- _Document_:

++++++++++

The starting point is always your cost floor: the rate at which you break even. This is your total annual costs — salary plus every overhead expense — divided by the number of hours you can realistically bill in a year. Everything above that floor is profit. Your target rate is the floor lifted by your desired profit margin. From there, market positioning, specialisation, and client mix determine how much more you can charge on top.
The three-step rate framework
- Step 1 — Calculate your cost floor. (Salary + Overhead) ÷ Billable Hours = Minimum Rate. This is the rate at which you break even before any profit.
- Step 2 — Apply your profit margin. Minimum Rate ÷ (1 − Target Margin) = Target Rate. A 25% target margin on a $100 minimum rate gives you a $133 target rate.
- Step 3 — Pressure-test against the market. Compare your target rate to industry benchmarks. If it is well below market, you have room to charge more. If it is above market, you need stronger positioning or specialisation to justify the premium.
The true cost of an employee (loaded cost)
When agencies set rates for team members, they often anchor on the employee's salary — which is a significant underestimate. The true cost of an employee, often called the "loaded cost" or "fully-burdened rate," includes every expense associated with that person working at your company.

++++++++++

- _What you will do_: Return the section of the text on setting billing rates verbatim, starting with "When agencies set" and going on through "at your company.".

++++++++++

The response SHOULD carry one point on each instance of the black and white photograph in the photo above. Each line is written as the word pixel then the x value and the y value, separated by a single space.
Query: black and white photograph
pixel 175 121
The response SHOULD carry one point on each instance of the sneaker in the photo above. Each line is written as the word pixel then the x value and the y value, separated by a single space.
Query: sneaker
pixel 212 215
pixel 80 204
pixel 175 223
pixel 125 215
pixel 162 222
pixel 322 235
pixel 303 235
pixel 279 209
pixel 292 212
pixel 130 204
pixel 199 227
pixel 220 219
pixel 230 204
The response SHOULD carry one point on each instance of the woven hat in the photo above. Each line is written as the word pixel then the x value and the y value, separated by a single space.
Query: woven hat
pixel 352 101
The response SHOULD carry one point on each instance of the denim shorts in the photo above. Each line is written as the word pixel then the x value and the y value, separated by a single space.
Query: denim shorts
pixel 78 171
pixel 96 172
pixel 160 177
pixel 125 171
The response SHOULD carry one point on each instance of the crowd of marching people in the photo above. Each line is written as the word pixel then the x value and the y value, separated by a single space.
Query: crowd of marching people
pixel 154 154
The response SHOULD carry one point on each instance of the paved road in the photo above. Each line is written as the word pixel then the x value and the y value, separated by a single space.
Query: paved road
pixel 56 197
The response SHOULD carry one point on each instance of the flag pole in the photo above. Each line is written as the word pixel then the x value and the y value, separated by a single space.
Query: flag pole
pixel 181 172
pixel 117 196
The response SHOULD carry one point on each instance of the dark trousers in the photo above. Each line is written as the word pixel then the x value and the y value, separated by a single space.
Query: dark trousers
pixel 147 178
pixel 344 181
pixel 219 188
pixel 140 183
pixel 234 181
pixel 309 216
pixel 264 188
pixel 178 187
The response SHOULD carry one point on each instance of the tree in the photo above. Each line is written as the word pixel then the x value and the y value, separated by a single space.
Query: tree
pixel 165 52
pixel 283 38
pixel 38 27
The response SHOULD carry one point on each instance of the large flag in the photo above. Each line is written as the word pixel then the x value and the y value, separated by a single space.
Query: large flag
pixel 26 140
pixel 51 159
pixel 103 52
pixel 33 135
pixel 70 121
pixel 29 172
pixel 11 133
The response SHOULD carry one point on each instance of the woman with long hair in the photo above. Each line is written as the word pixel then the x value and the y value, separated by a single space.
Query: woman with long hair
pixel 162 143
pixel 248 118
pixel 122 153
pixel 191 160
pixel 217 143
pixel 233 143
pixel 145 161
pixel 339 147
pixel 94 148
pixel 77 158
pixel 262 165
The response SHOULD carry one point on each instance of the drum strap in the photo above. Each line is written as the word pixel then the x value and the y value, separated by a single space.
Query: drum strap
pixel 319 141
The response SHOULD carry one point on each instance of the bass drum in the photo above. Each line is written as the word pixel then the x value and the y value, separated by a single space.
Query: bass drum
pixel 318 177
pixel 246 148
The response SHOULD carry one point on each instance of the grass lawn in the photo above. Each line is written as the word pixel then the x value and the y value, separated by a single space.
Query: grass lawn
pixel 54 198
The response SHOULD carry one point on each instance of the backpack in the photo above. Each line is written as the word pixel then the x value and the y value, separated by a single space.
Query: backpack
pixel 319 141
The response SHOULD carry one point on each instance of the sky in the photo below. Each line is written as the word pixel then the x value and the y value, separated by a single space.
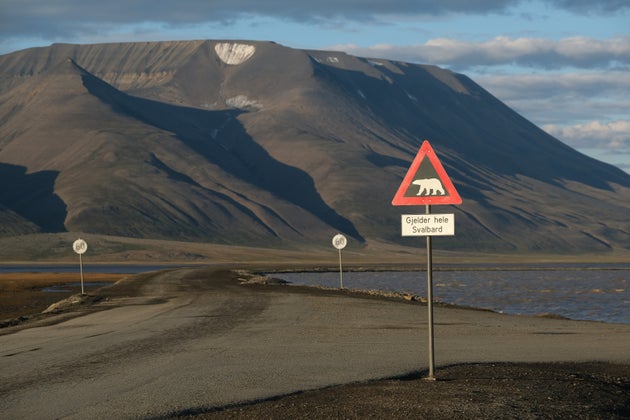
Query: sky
pixel 562 64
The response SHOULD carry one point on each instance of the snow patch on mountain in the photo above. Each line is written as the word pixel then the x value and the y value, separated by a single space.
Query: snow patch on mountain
pixel 233 53
pixel 242 102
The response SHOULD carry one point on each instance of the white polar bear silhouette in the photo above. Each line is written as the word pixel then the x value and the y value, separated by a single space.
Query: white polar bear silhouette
pixel 429 186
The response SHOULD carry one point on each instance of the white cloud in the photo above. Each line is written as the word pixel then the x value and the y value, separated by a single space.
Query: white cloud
pixel 579 52
pixel 613 135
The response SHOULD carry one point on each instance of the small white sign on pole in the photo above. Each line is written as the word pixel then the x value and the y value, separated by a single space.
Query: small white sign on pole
pixel 428 224
pixel 340 242
pixel 80 246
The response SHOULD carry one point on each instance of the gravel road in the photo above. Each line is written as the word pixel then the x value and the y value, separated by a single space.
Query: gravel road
pixel 188 340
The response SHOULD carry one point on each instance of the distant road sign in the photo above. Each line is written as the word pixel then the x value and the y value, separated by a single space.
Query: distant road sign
pixel 426 182
pixel 79 246
pixel 340 241
pixel 428 224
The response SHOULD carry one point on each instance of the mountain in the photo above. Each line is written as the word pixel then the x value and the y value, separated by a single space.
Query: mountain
pixel 254 143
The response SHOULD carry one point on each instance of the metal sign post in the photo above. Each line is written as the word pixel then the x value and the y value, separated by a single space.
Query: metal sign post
pixel 80 246
pixel 340 242
pixel 430 303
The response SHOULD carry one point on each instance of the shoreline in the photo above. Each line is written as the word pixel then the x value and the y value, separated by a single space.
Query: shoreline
pixel 46 279
pixel 227 345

++++++++++

- _Complete answer_:
When agencies set rates for team members, they often anchor on the employee's salary — which is a significant underestimate. The true cost of an employee, often called the "loaded cost" or "fully-burdened rate," includes every expense associated with that person working at your company.